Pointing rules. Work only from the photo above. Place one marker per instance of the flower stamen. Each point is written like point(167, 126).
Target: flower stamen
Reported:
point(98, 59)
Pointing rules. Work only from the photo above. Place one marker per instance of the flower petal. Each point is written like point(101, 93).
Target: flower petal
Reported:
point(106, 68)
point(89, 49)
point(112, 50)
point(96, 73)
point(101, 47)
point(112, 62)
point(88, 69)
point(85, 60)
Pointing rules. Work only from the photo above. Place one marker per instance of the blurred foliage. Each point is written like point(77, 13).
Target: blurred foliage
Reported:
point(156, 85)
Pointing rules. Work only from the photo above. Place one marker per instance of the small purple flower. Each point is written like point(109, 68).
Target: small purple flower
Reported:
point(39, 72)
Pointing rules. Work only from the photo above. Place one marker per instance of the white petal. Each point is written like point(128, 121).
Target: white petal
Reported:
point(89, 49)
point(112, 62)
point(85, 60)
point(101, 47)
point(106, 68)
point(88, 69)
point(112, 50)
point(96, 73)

...

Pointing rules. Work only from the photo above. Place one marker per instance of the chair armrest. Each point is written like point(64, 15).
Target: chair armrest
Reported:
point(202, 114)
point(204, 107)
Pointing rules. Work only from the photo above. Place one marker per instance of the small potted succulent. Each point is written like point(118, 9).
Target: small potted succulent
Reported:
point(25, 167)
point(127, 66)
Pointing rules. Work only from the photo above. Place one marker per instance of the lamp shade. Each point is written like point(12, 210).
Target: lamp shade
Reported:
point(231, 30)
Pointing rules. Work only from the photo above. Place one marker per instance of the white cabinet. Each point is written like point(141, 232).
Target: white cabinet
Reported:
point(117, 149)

> _What is being asked_
Show every line of the listing in which the string "foliage" can be found.

> _Exercise answer_
Pointing rules. Work only from the photo above. Place one marker per instance of the blurred foliage. Each point is written like point(77, 13).
Target: blurred foliage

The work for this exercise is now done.